* [Task details]:
Return each line exactly as written. Begin with the first line of the entries and end with the line that has "box: [61, 173, 79, 215]".

* [Entries taken from a collection]:

=== Section Start ===

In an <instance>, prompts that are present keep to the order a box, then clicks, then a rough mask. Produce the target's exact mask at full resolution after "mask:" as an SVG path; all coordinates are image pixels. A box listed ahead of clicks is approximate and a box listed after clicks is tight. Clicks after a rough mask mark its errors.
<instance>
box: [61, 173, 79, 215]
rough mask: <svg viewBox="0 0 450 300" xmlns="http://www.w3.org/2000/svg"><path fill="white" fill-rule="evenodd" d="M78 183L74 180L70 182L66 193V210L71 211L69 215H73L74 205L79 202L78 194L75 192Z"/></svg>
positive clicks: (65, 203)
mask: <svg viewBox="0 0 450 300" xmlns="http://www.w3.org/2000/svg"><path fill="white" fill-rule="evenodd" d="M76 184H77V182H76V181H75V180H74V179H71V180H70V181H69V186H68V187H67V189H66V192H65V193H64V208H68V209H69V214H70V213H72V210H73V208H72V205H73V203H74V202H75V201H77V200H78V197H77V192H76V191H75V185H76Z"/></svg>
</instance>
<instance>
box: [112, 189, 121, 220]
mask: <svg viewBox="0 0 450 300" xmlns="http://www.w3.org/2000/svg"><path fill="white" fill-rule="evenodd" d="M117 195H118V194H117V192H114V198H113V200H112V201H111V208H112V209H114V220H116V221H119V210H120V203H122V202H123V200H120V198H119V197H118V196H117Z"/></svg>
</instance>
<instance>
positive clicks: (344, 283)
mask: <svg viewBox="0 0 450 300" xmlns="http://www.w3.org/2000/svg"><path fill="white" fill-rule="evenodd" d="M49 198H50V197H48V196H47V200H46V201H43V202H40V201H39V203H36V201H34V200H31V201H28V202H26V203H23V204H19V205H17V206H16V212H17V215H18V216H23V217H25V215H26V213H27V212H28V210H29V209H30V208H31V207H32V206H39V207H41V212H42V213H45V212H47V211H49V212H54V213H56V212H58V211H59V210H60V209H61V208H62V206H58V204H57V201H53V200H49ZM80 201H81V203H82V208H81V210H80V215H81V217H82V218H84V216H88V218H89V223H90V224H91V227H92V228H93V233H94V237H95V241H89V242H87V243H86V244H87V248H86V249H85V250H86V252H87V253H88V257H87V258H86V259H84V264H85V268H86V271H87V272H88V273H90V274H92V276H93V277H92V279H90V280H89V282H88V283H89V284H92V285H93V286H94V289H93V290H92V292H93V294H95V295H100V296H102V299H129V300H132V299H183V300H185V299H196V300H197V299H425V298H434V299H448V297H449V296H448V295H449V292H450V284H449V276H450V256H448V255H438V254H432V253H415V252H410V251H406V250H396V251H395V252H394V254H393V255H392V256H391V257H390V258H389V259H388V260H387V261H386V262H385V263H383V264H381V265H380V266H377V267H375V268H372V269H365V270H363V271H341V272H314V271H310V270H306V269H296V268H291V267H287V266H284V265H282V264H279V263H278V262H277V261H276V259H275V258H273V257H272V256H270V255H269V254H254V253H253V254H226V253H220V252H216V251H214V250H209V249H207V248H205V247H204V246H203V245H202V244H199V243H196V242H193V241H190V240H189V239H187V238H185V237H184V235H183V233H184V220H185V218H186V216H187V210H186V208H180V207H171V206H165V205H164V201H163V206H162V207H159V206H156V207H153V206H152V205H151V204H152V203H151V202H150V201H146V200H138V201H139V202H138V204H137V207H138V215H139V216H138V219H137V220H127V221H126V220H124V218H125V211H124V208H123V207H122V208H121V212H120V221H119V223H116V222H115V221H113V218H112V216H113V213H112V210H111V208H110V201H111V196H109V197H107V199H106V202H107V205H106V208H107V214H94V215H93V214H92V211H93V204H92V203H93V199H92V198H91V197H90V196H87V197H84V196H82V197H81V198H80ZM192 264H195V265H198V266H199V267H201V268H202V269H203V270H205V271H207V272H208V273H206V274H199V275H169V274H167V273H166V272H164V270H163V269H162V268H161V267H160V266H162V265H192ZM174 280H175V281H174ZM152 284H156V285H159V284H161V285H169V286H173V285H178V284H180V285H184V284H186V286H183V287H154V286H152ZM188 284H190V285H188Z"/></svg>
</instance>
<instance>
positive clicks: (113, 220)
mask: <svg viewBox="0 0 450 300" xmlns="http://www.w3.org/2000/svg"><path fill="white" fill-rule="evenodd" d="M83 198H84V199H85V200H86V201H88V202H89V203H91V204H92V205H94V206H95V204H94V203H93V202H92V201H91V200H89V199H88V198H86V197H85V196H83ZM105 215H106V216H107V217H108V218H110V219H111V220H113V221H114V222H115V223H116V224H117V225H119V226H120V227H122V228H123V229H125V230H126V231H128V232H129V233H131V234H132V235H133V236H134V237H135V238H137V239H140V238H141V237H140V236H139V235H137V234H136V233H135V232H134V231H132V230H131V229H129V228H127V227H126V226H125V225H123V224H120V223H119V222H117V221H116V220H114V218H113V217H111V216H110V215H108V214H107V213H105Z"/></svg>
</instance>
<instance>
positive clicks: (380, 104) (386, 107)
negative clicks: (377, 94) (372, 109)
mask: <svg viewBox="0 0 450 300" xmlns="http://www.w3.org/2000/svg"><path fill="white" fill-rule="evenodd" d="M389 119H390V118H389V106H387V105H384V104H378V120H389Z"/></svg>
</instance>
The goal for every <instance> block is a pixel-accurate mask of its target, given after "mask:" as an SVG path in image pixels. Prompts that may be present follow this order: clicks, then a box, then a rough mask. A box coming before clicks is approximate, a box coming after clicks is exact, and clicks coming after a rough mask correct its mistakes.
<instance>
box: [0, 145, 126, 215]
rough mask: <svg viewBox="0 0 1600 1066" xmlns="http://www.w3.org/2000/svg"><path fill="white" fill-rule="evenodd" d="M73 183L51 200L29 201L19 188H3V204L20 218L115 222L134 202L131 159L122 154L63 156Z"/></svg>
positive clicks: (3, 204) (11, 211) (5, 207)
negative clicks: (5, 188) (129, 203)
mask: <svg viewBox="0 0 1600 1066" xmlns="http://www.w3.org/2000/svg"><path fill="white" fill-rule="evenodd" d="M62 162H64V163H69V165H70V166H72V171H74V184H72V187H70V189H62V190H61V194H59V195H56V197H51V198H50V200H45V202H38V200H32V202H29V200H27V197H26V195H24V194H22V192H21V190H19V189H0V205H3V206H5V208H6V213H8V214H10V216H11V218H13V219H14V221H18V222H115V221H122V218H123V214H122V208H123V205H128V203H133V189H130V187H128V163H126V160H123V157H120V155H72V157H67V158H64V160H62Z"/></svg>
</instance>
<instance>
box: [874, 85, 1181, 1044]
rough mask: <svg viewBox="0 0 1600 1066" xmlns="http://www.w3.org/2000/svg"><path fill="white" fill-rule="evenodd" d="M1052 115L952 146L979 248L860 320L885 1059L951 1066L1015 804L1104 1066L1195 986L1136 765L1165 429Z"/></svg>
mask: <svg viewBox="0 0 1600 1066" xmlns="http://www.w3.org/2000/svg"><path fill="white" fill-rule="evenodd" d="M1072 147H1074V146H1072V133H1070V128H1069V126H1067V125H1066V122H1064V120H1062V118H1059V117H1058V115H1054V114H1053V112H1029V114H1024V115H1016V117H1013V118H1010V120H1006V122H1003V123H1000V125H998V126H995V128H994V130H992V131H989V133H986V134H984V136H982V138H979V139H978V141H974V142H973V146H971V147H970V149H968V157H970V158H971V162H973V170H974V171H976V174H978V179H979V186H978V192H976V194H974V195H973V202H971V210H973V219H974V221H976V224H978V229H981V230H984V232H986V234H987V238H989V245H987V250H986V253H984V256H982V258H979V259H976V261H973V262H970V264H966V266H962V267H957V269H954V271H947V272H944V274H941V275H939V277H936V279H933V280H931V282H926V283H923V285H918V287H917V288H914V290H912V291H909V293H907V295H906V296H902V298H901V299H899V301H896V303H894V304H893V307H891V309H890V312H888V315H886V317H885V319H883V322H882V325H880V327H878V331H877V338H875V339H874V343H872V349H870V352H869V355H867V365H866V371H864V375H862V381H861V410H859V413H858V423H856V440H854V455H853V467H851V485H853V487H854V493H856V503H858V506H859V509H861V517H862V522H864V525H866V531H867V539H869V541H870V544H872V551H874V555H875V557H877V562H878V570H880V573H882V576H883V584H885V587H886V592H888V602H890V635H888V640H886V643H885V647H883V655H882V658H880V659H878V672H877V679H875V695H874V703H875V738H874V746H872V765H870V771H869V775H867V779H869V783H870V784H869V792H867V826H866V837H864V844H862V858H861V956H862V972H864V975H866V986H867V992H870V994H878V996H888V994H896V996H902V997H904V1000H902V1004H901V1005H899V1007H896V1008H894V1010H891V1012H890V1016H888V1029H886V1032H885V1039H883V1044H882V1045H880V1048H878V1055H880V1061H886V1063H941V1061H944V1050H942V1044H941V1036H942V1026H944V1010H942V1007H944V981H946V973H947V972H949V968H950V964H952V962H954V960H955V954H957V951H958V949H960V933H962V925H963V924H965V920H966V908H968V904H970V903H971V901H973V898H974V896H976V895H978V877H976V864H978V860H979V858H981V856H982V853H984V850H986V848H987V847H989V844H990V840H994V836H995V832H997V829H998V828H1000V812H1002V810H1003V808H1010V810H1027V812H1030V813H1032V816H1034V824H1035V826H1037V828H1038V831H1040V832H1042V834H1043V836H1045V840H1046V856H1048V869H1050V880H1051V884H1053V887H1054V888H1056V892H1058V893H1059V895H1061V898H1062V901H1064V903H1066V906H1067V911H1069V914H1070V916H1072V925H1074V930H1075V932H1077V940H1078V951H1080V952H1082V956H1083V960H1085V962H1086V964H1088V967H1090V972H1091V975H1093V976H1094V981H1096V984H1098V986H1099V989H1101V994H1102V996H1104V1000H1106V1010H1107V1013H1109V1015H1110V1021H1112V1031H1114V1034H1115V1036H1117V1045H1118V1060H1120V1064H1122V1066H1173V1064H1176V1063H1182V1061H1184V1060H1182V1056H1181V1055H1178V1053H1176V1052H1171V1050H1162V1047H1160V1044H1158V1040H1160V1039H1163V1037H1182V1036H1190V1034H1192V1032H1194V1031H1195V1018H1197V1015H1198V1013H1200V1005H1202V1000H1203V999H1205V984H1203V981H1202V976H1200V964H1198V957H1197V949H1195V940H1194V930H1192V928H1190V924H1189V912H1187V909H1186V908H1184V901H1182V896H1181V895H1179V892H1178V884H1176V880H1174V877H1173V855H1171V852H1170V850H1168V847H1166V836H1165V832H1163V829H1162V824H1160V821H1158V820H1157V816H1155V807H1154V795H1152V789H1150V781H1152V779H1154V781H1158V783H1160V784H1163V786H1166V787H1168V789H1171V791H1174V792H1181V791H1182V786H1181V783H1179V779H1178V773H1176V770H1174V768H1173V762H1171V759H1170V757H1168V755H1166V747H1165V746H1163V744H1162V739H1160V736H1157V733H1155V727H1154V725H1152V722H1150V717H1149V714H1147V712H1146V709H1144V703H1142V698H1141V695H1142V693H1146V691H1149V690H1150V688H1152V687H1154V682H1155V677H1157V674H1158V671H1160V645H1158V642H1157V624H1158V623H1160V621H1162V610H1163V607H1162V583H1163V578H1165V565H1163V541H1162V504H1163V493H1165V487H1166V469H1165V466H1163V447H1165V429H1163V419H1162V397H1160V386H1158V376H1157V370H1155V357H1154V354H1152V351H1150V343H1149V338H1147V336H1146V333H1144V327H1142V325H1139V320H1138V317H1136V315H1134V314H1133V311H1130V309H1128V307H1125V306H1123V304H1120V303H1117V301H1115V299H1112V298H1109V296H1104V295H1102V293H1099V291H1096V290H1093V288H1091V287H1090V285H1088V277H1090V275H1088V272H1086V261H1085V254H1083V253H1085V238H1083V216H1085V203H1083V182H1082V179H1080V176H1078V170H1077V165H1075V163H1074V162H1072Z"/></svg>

=== Section End ===

* [Answer section]:
In an <instance>, prompts that are present keep to the order a box, then clicks, then a rough mask. Produce the target's exact mask at full resolution after "mask:" as an SVG path; all coordinates are image pixels. A box listed ahead of clicks is approximate and a box listed after clicks is tight. Clicks after a rough mask mark its errors.
<instance>
box: [61, 173, 79, 215]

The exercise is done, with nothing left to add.